Beginning at the line containing "Target: black vest" and continuing to the end of the records below, give each line again exactly as it stands, and only those lines.

──────────────────────────────

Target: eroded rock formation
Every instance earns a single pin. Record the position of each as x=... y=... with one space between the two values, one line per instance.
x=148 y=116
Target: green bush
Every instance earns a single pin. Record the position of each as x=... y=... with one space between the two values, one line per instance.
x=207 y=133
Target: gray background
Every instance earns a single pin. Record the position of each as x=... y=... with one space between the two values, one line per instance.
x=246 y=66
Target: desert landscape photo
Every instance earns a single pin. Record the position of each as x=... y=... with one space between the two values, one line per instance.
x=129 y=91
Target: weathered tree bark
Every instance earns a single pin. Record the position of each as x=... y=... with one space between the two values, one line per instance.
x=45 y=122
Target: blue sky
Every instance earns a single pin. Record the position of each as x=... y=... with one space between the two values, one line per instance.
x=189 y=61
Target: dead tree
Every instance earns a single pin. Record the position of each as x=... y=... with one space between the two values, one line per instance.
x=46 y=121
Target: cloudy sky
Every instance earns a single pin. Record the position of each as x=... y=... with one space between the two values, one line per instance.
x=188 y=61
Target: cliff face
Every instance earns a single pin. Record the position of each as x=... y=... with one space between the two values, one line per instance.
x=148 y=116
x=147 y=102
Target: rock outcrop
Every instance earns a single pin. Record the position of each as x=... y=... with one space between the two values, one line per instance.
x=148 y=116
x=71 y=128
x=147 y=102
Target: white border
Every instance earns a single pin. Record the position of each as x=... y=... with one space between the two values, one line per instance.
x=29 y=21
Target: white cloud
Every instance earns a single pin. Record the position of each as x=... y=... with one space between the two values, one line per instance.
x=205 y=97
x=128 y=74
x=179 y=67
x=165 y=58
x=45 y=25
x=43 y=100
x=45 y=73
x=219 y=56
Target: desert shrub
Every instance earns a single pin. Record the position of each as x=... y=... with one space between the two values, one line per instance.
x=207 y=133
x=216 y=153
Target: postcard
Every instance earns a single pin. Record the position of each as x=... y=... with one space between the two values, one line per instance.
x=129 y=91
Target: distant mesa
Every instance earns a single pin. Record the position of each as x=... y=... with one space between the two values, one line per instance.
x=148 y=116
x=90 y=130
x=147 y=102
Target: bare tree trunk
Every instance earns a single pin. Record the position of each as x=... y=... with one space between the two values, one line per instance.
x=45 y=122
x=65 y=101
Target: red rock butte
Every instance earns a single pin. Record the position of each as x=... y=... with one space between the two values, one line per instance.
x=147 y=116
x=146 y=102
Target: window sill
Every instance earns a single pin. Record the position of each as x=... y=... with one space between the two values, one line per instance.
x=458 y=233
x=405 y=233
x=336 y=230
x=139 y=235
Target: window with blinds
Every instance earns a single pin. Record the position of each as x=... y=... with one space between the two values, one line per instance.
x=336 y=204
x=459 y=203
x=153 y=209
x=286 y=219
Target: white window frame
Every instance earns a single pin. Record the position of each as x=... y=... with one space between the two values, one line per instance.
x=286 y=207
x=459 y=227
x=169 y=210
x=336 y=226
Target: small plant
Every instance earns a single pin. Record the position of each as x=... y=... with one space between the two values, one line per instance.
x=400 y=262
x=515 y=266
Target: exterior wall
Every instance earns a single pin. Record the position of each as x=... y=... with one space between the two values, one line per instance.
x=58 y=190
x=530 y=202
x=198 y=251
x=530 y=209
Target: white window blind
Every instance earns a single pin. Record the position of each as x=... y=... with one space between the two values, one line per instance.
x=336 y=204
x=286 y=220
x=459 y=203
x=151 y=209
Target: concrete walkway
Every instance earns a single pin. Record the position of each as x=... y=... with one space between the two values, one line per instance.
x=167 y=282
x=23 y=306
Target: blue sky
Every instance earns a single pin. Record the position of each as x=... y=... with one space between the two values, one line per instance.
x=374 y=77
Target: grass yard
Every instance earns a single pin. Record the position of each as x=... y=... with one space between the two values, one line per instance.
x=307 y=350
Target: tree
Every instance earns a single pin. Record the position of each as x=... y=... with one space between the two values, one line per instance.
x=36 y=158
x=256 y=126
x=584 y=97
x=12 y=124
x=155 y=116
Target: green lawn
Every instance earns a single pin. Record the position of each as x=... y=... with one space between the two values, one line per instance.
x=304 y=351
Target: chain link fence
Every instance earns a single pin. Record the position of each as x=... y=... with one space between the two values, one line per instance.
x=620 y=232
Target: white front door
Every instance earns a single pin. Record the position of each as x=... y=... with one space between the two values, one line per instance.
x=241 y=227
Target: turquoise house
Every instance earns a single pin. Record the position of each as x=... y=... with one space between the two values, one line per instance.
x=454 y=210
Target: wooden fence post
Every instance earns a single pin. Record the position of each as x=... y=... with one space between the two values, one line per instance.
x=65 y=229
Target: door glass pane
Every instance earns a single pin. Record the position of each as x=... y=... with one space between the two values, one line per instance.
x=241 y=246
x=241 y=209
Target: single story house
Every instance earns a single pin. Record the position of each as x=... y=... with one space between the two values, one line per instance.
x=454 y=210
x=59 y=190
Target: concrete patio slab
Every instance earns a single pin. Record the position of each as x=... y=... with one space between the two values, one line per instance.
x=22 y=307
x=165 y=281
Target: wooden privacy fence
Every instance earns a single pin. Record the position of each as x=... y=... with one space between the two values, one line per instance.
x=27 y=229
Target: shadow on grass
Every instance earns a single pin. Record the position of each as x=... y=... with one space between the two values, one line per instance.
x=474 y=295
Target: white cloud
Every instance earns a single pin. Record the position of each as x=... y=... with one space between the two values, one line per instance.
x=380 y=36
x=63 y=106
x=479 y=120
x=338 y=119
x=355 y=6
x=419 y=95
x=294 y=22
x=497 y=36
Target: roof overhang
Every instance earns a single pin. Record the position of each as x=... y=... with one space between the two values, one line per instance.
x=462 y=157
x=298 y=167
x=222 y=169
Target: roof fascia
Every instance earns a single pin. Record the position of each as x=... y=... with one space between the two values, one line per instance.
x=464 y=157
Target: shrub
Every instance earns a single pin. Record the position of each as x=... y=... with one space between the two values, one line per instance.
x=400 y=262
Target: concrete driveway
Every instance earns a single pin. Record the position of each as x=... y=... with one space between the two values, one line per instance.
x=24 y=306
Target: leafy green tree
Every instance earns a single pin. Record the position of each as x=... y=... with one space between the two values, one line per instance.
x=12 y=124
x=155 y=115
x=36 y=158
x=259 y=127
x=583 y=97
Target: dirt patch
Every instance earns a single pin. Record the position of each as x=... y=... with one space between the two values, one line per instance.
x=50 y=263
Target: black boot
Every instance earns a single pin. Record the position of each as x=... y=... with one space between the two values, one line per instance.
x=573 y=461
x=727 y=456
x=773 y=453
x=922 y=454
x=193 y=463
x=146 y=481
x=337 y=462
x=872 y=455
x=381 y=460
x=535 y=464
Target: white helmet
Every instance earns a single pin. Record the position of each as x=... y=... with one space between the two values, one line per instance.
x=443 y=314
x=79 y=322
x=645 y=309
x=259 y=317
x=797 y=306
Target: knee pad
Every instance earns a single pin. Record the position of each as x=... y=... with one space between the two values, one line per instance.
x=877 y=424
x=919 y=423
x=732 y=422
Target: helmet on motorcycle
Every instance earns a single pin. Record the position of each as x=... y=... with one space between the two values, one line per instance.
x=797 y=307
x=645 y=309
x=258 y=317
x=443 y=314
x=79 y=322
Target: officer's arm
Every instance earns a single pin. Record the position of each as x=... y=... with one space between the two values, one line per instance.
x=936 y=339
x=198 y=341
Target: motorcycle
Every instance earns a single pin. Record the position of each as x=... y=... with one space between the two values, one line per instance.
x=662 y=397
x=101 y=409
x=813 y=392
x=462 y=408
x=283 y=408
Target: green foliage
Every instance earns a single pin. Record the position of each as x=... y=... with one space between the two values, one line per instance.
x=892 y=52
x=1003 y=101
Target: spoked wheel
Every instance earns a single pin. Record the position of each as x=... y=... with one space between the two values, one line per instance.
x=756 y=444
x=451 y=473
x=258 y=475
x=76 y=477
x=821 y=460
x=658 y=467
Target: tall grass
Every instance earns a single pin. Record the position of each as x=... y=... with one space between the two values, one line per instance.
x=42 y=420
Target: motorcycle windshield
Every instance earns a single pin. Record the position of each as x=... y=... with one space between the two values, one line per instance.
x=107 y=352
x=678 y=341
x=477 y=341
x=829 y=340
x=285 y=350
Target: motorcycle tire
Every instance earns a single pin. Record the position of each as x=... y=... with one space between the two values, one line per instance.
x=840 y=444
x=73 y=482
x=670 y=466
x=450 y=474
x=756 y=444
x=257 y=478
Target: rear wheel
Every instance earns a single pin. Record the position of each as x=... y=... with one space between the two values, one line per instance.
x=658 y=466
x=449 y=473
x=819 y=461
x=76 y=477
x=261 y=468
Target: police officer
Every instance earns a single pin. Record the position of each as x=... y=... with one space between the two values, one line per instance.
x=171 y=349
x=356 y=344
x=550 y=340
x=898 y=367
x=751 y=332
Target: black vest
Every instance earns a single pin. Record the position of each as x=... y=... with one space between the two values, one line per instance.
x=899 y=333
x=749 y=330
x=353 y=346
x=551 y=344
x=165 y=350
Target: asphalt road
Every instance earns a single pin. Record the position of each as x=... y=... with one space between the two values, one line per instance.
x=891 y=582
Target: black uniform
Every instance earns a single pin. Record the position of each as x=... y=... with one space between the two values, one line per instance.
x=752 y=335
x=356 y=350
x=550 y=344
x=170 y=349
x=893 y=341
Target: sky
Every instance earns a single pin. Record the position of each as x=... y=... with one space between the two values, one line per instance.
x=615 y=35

──────────────────────────────

Output for this task ->
Target: black vest
Every instance earns a single pin. Record the position of each as x=... y=... with one space between the two values, one line per instance.
x=899 y=333
x=749 y=330
x=353 y=346
x=551 y=344
x=165 y=350
Target: asphalt road
Every instance earns a single pin. Record the position of each as x=... y=... with one space between the two values, one line per instance.
x=891 y=582
Target: black uniform
Every instance earns a single pin. Record the position of each as x=... y=... with one space between the two values, one line per instance.
x=752 y=335
x=356 y=350
x=550 y=344
x=170 y=349
x=893 y=341
Target: sky
Every instance earns a single pin. Record the position of each as x=... y=... with one space between the two values, one line per instance.
x=615 y=35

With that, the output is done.